**DATA PROVIDED**
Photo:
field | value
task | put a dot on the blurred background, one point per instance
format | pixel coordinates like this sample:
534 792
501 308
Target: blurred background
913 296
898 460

---

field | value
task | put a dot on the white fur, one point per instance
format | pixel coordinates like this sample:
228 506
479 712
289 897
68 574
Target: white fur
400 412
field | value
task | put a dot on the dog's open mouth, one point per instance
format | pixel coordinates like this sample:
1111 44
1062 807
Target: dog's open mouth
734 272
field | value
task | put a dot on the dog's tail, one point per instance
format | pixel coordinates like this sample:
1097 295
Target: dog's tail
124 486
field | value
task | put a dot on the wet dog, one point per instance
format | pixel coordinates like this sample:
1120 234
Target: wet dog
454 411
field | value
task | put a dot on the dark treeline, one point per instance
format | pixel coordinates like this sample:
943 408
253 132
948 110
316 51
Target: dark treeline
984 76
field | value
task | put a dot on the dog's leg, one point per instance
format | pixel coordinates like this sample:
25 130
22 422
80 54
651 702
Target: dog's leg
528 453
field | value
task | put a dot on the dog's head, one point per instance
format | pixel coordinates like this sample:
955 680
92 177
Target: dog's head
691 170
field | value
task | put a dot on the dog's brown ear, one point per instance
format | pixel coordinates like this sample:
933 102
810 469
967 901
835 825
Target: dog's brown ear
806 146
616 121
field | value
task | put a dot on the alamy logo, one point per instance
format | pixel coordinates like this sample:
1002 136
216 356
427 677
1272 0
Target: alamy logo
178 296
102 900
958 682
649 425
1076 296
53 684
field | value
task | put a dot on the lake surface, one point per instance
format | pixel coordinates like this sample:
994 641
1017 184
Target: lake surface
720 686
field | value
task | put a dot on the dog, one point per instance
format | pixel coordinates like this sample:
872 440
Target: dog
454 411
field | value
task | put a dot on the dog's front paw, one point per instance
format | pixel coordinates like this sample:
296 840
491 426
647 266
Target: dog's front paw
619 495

**JOB**
Find each line above that contains the word "head", and copy those lines out in full.

**COMPLETE RESPONSE**
task | put a dot on the dog's head, one point per instance
Target: dog's head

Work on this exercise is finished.